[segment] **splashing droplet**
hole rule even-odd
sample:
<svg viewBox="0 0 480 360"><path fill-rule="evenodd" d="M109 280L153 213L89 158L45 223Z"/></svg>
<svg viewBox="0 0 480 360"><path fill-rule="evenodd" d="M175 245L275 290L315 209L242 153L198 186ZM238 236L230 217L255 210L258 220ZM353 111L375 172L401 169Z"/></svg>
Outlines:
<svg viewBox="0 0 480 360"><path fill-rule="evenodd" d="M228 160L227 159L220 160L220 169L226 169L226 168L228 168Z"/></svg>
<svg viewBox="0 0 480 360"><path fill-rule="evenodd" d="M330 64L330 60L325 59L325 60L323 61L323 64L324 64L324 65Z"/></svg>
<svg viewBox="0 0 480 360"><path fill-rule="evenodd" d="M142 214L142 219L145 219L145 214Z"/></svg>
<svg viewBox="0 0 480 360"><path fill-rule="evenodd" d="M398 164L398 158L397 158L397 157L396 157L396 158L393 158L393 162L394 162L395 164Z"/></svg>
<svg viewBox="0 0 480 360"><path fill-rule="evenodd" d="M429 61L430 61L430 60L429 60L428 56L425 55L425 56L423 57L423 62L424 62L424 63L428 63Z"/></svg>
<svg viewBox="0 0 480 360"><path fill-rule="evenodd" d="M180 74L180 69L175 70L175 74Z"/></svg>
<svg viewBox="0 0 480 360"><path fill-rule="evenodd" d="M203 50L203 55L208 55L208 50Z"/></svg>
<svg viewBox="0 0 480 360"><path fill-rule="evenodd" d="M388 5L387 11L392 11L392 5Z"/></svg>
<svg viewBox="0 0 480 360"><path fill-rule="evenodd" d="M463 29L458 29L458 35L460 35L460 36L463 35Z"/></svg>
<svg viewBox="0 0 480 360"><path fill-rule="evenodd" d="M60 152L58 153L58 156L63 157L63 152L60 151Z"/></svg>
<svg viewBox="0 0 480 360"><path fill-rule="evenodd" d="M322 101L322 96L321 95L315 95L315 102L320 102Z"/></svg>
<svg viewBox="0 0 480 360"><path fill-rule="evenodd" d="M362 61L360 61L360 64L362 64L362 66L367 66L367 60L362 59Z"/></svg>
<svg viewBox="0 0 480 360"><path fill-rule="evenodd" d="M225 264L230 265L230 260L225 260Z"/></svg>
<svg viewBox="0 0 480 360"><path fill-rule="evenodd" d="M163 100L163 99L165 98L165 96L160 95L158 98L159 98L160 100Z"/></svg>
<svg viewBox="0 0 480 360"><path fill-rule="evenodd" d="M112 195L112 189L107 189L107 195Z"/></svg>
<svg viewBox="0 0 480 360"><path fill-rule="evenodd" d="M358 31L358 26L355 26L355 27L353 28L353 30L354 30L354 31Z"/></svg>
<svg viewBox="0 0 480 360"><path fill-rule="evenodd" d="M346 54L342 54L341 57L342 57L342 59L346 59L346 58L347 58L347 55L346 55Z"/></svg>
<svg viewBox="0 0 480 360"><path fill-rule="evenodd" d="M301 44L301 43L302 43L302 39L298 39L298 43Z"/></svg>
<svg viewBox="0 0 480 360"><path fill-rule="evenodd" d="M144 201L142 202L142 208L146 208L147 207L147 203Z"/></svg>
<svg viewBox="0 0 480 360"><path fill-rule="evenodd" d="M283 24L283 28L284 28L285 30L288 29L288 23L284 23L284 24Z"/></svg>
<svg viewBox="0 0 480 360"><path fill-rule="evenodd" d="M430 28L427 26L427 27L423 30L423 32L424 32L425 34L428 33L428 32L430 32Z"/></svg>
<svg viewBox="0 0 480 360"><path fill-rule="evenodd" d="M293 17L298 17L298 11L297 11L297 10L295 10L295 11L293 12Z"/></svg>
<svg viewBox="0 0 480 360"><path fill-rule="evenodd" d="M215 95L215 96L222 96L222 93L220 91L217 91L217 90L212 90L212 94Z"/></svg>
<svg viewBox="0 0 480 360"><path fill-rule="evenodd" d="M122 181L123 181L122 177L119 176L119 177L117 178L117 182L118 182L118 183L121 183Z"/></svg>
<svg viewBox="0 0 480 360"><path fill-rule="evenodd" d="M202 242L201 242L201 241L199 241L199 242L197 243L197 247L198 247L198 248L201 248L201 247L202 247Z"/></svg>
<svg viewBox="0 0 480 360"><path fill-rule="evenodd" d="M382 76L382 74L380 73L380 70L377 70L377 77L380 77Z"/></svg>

══════════

• WHAT IS EXPECTED: For this exercise, restate each of the entries without any deviation.

• REPLY:
[segment] **splashing droplet**
hole rule even-odd
sample:
<svg viewBox="0 0 480 360"><path fill-rule="evenodd" d="M109 280L153 213L89 158L45 223Z"/></svg>
<svg viewBox="0 0 480 360"><path fill-rule="evenodd" d="M175 245L275 290L315 209L242 153L198 186ZM238 236L230 217L255 210L258 220ZM353 111L375 172L401 169Z"/></svg>
Outlines:
<svg viewBox="0 0 480 360"><path fill-rule="evenodd" d="M228 160L227 159L220 160L220 169L226 169L226 168L228 168Z"/></svg>
<svg viewBox="0 0 480 360"><path fill-rule="evenodd" d="M330 64L330 60L325 59L325 60L323 61L323 64L324 64L324 65Z"/></svg>
<svg viewBox="0 0 480 360"><path fill-rule="evenodd" d="M142 214L142 219L145 219L145 214Z"/></svg>
<svg viewBox="0 0 480 360"><path fill-rule="evenodd" d="M398 164L398 158L397 158L397 157L396 157L396 158L393 158L393 162L394 162L395 164Z"/></svg>
<svg viewBox="0 0 480 360"><path fill-rule="evenodd" d="M429 61L430 61L430 60L429 60L428 56L425 55L425 56L423 57L423 62L424 62L424 63L428 63Z"/></svg>
<svg viewBox="0 0 480 360"><path fill-rule="evenodd" d="M180 74L180 69L175 70L175 74Z"/></svg>
<svg viewBox="0 0 480 360"><path fill-rule="evenodd" d="M203 50L203 55L208 55L208 50Z"/></svg>
<svg viewBox="0 0 480 360"><path fill-rule="evenodd" d="M388 5L387 11L392 11L392 5Z"/></svg>
<svg viewBox="0 0 480 360"><path fill-rule="evenodd" d="M463 29L458 29L458 35L460 35L460 36L463 35Z"/></svg>
<svg viewBox="0 0 480 360"><path fill-rule="evenodd" d="M60 152L58 153L58 156L63 157L63 152L60 151Z"/></svg>
<svg viewBox="0 0 480 360"><path fill-rule="evenodd" d="M322 101L322 96L321 95L315 95L315 102L320 102Z"/></svg>
<svg viewBox="0 0 480 360"><path fill-rule="evenodd" d="M362 61L360 61L360 64L362 64L362 66L367 66L367 60L362 59Z"/></svg>
<svg viewBox="0 0 480 360"><path fill-rule="evenodd" d="M225 264L230 265L230 260L225 260Z"/></svg>
<svg viewBox="0 0 480 360"><path fill-rule="evenodd" d="M163 100L163 99L165 98L165 96L160 95L158 98L159 98L160 100Z"/></svg>
<svg viewBox="0 0 480 360"><path fill-rule="evenodd" d="M112 195L112 189L107 189L107 195Z"/></svg>
<svg viewBox="0 0 480 360"><path fill-rule="evenodd" d="M358 31L358 26L355 26L355 27L353 28L353 30L354 30L354 31Z"/></svg>
<svg viewBox="0 0 480 360"><path fill-rule="evenodd" d="M346 54L342 54L341 57L342 57L342 59L346 59L346 58L347 58L347 55L346 55Z"/></svg>
<svg viewBox="0 0 480 360"><path fill-rule="evenodd" d="M301 44L301 43L302 43L302 39L298 39L298 43Z"/></svg>
<svg viewBox="0 0 480 360"><path fill-rule="evenodd" d="M144 201L142 202L142 208L146 208L147 207L147 203Z"/></svg>
<svg viewBox="0 0 480 360"><path fill-rule="evenodd" d="M283 24L283 28L284 28L285 30L288 29L288 23L284 23L284 24Z"/></svg>
<svg viewBox="0 0 480 360"><path fill-rule="evenodd" d="M430 28L427 26L427 27L423 30L423 32L424 32L425 34L428 33L428 32L430 32Z"/></svg>
<svg viewBox="0 0 480 360"><path fill-rule="evenodd" d="M293 17L298 17L298 11L297 11L297 10L295 10L295 11L293 12Z"/></svg>
<svg viewBox="0 0 480 360"><path fill-rule="evenodd" d="M215 95L215 96L222 96L222 93L220 91L217 91L217 90L212 90L212 94Z"/></svg>
<svg viewBox="0 0 480 360"><path fill-rule="evenodd" d="M122 181L123 181L122 177L119 176L119 177L117 178L117 182L118 182L118 183L121 183Z"/></svg>
<svg viewBox="0 0 480 360"><path fill-rule="evenodd" d="M202 242L201 242L201 241L199 241L199 242L197 243L197 247L198 247L198 248L201 248L201 247L202 247Z"/></svg>
<svg viewBox="0 0 480 360"><path fill-rule="evenodd" d="M382 76L382 74L380 73L380 70L377 70L377 77L380 77Z"/></svg>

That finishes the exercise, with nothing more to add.